→ EXTRACT PROVIDED

Re: Cassandra 5+ JDK Minimum Compatibility Requirement

2025-05-09 Thread Blake Eggleston
This seems like a cool feature that will be useful in future development work, 
but not something we should be proactively refactoring the project to make use 
of.

On Fri, May 9, 2025, at 10:18 AM, Vivekanand Koya wrote:
> I would say that https://openjdk.org/jeps/394 (instanceOf) aims to provide 
> safer and less poisoning in the code by default. Instead of having a 
> production server halt/impaired due to a RuntimeException, instead it is 
> verified at compile time. If a new language feature makes code more robust 
> and addresses a hazardous, historical design choice, I believe it's time has 
> arrived. Curious to see what everyone thinks.
> 
> Thanks,
> Vivekanand K.
> 
> On Fri, May 9, 2025 at 9:51 AM Josh McKenzie  wrote:
>> __
>>> I would like to refactor the codebase (Trunk 5+) to eliminate unsafe 
>>> explicit casting with instanceOf.

→ DATASET ENTRIES
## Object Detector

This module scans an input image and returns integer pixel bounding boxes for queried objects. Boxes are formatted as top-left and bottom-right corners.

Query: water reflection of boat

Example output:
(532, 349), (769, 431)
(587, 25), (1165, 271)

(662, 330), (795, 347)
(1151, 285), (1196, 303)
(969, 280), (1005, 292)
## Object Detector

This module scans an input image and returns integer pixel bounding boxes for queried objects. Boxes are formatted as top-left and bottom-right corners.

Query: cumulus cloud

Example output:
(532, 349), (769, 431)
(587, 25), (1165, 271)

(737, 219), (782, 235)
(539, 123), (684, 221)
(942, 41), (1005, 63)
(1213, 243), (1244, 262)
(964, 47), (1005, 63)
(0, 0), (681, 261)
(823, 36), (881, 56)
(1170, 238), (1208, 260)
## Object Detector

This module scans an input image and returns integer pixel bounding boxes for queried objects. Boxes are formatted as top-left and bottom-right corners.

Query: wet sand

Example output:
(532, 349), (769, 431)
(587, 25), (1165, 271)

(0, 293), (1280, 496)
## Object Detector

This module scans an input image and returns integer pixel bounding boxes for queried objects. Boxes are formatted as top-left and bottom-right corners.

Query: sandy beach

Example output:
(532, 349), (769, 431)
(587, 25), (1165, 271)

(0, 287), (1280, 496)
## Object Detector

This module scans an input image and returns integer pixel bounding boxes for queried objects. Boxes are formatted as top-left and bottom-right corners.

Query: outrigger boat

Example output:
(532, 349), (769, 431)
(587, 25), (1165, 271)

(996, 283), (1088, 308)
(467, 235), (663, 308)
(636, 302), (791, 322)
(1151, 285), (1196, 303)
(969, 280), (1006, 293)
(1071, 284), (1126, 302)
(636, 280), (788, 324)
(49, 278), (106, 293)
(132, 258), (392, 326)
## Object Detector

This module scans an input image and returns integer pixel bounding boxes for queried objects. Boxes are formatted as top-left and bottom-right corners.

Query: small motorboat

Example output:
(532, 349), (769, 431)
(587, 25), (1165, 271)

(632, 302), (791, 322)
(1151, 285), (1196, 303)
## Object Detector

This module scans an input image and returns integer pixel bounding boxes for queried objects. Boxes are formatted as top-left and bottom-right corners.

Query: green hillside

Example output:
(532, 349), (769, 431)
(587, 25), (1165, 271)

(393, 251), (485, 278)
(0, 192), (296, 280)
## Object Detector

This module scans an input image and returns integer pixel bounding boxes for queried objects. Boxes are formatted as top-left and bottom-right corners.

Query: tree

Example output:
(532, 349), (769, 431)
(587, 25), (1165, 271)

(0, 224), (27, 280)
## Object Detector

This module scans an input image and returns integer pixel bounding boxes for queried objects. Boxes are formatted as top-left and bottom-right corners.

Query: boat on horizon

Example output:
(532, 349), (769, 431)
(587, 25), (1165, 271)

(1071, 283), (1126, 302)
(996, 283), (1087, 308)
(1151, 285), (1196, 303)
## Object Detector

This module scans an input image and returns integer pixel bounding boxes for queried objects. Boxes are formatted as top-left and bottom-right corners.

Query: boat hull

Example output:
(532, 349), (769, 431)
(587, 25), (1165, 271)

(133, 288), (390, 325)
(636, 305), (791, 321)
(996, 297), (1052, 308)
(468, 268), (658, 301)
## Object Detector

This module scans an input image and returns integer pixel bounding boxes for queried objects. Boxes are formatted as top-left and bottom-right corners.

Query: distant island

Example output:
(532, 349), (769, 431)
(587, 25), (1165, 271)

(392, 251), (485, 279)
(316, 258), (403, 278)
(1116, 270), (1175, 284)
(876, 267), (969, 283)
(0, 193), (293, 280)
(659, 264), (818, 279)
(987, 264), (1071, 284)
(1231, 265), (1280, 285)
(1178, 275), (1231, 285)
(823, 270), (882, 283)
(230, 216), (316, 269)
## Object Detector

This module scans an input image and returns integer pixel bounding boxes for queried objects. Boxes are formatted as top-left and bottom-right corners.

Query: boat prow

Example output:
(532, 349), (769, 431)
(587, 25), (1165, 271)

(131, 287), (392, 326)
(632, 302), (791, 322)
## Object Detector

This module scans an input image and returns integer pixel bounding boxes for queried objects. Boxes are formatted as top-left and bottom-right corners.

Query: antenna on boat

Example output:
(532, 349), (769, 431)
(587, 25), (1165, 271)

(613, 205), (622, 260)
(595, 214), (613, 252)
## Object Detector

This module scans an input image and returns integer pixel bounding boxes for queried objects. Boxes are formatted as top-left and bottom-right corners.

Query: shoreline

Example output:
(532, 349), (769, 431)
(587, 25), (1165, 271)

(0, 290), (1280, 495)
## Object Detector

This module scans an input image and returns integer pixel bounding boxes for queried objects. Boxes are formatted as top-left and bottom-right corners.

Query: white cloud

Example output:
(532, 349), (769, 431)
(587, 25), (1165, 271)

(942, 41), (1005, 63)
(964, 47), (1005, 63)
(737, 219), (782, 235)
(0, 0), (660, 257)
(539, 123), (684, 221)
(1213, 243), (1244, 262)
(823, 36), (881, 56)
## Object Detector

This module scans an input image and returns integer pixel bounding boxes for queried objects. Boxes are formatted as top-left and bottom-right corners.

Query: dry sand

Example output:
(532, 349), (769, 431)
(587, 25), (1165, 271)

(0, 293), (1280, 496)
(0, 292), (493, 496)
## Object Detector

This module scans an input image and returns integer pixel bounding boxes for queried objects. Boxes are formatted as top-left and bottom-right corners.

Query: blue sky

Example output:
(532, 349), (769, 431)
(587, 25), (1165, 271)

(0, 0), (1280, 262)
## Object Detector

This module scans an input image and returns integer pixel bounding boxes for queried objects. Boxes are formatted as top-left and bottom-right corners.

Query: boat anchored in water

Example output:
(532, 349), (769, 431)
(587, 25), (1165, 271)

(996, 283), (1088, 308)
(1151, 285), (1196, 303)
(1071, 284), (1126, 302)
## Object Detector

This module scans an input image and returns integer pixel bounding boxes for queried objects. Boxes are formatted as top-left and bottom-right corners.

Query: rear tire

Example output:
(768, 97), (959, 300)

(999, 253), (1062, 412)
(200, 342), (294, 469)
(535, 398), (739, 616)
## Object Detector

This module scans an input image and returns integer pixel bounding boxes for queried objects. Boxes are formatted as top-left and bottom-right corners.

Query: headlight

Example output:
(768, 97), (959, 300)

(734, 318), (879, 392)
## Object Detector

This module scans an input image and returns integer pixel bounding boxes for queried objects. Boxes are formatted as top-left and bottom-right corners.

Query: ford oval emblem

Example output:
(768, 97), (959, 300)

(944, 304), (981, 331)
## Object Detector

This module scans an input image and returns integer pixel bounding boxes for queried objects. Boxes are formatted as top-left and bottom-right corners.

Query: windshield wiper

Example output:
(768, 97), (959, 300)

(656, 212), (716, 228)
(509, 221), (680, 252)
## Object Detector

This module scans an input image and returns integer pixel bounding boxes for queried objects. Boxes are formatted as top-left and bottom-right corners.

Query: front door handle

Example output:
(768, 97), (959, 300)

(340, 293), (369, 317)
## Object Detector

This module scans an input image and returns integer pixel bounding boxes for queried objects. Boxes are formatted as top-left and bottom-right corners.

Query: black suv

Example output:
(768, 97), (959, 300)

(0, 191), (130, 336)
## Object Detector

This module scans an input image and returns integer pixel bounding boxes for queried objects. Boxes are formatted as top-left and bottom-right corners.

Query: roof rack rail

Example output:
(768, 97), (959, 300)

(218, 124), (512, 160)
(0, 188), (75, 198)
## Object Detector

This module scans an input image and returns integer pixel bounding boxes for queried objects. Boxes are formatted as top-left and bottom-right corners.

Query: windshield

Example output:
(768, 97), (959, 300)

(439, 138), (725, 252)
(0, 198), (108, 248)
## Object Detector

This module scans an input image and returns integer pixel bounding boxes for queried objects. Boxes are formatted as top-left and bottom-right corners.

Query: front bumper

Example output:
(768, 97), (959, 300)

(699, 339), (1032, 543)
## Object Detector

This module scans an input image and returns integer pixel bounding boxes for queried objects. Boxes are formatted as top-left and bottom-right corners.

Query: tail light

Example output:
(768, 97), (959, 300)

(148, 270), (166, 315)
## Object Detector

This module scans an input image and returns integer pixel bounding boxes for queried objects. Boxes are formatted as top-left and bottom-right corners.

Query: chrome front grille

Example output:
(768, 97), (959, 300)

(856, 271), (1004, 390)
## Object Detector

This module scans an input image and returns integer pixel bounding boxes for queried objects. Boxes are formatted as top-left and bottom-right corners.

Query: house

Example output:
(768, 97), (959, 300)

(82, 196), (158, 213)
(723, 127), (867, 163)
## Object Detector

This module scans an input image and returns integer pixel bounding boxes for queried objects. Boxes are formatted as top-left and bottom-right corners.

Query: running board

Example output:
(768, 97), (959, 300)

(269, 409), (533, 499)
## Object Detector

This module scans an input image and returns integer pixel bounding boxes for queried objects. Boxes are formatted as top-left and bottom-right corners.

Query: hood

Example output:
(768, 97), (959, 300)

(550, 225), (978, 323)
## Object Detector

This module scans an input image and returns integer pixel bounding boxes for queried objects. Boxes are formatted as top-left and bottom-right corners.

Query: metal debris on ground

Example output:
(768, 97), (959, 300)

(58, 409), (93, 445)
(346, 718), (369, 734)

→ SET PROBLEM 1
In the Cassandra JDK thread, what does Blake Eggleston say the project should not do with the feature?
→ SET PROBLEM 2
Please continue the Cassandra JDK thread from the point where it stops.

→ FINAL ANSWER 1
He says the project should not proactively refactor itself to make use of it.

→ FINAL ANSWER 2
>> We have a rich history of broad sweeping refactors dying on the rocks of the 
>> community's aversion to instability and risk w/out a concrete outcome we're 
>> trying to achieve. :)
>> 
>> All of which is to say: do we have examples of instanceOf casting blowing 
>> things up for users that would warrant going through the codebase to tidy 
>> this up? Between src/java and test/unit and test/distributed we have around 
>> 2,000 occurrences of this pattern.
>> 
>> On Fri, May 9, 2025, at 10:14 AM, Vivekanand Koya wrote:
>>> Sounds great. I would like to refactor the codebase (Trunk 5+) to eliminate 
>>> unsafe explicit casting with instanceOf. 
>>> 
>>> Thanks,
>>> Vivekanand
>>> 
>>> On Fri, May 9, 2025, 5:19 AM Benedict Elliott Smith  
>>> wrote:
 Yep, that approach seems more than sufficient to me. No need for lots of 
 ceremony, but good to keep everyone in the decision loop.
 
> On 9 May 2025, at 13:10, Josh McKenzie  wrote:
> 
>> I think it doesn’t cost us much to briefly discuss new language features 
>> before using them.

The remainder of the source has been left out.